* Text to read
───
Stellenbosch Update #14: Table Mountain

Today I overcame numerous obstacles (and a few fears) in order to get to Table Mountain in Capetown and to hike up and on the mountain. I had nearly exhausted all avenues for finding someone to take me to Capetown. Finally, a local tour group organizer took pity on me (after stopping by every day for the last week). He found a seat for me in a tour van going to Capetown for the day with a guide. Jennie (the guide) took me along “because they had room.” The paying customers were three folks from Sweden (the two men were here to try to work out some kind of exchange program between a university in Sweden and Stellenbosch, the third person was the wife of one of the men). On the way we passed a vineyard that also has a wild game area. Apparently the owner has a game farm somewhere else and brought some of the animals here. It was quite amazing to see wildebeest, springbok, zebra, ostrich, and a few other species at a waterhole just outside Stellenbosch!

Everyone was adament that I shouldn’t hike alone (no kidding). The plan had always been to try to find someone to hike with once I got there (talk about being spontaneous). After Jennie dropped the rest of the group at the cablecar station to ride to the top of the mountain, she took me to the trailhead. Just as we got there a couple was getting out of their car. Jennie asked them if I could hike along with them. They were from Germany and were just terrific about letting me tag along. It took us 1½ hours to get to the top via the Platteklip Gorge. That’s a pretty fair clip. The ranger and the map say it is about 2½ hours. Here’s how the map describes the trail, “a sustained, unrelieved climb with a view that slowly shrinks between dark, forbidding walls as you (at last!) near the summit.” They weren’t kidding about the “unrelieved climb.” And they didn’t mention that it was in the direct sun in the morning and HOT, HOT, HOT. There are no trees, just scrubby bushes and small plants and grasses. You are hiking on rocks the entire time. I don’t usually sweat up a storm, but when I got to the top I was soaked through every piece of clothing I had on (Hannah, Sarah, and Mark, think Phelps Mountain on steroids).
───
* Dataset excerpt
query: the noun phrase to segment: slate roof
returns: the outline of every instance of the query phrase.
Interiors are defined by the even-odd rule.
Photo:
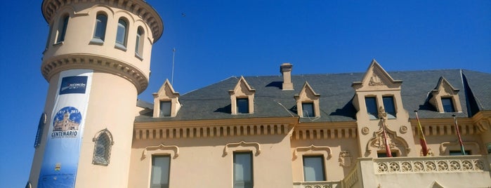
───
* Exercise
Continue the Table Mountain hike account from where it stops, picking up after the hikers reach the top of Platteklip Gorge.

* Output
But once we made our way through the steep, narrow gorge, the trail opened out onto the trail between the Western Table and Central/Eastern Table. I scrambled up to the Western Table where the cable car station is. There is also a restaurant and a gift shop. Sound like Whiteface? I looked a wreck and had hiking shoes on, backpack, etc. Once at the top you encounter sandal-clad tourists who have ridden up the cable car (just like the people who drive up Whiteface and take the elevator). To say the views are amazing is just not adequate. We had a bit of haze today, but even still, it was beautiful. Table Mountain rises 1086 meters in a very short distance. Some of the faces are so steep and windy you could not even climb with ropes. But once at the top, it is completely flat. It’s name is aptly given. It is also very large. Most mountain peaks in the Adirondacks have relatively small summits. Here, it is an entire park. I hiked many trails and even back down into the col to go over to Maclear’s Beacon which is across the Central Table and over to the Eastern Table.

I tried to take photos of the beautiful flowers and birds, but it was so bright in the sun that it was difficult to know if the camera was focused. I did get a few photos of the lizards. Western Table is much more civilised. That is where most of the people walk and it is quite easy to get around most of it. If you wander further to the other trails there is more vegetation and even some damp areas that have little boardwalks. I suppose in the winter or during rainy times parts of the top of the mountain get pretty soggy (since it is flat). Most of the trails are marked with paint blazes on the rocks. They are quite clever-if it is easy going, there are little shoe prints painted. But, if it will require a scramble, there is a little goat painted.

OK, so I successfully arranged a ride to Capetown. And I successfully found someone (safe) to hike with. So far, the Grand Adventure is going quite well. Now I needed to get back down the mountain and rendezvous somewhere in Capetown with the guide and the rest of the group. No one wanted to hike back down the mountain (too steep). So, I had to pluck up a tremendous amount of courage to go down in the cable car. It is a large car that goes steeply down the mountain. It is round and the outside part of the car rotates (oh joy) so that you can have a panoramic view (or get sick). I figured I would stand in the center and just close my eyes. But I actually ended up watching most of the ride. The center of the car has a platform that does not rotate, so that was my spot. I even took a few photos to prove that I was looking out the windows as we descended. I have succeeded in getting off the mountain.

Now, I need to find a taxi, negotiate a fair price (harder than you might think) and get to the waterfront to meet the rest of the group. I found a taxi van with 10 people (speaking 5 languages) all going sort of in the same direction. I agreed to the price and get in. I call the tour guide (so glad I have a cell phone) and let her know where I am. She tells me that we are leaving at 6pm instead of 3:30pm. The amazing thing is that I am able to remember a landmark down in the city to tell her where I will meet her. Fortunately, I am a little familiar with this area since we were here last weekend. OK, so now I will have a couple of hours to kill at the waterfront. I sit back and relax-but only briefly. This taxi trip can only be likened to the one Harry Potter took in the Night Bus. And with the same kinds of yelling. But, eventually I make it to the waterfront.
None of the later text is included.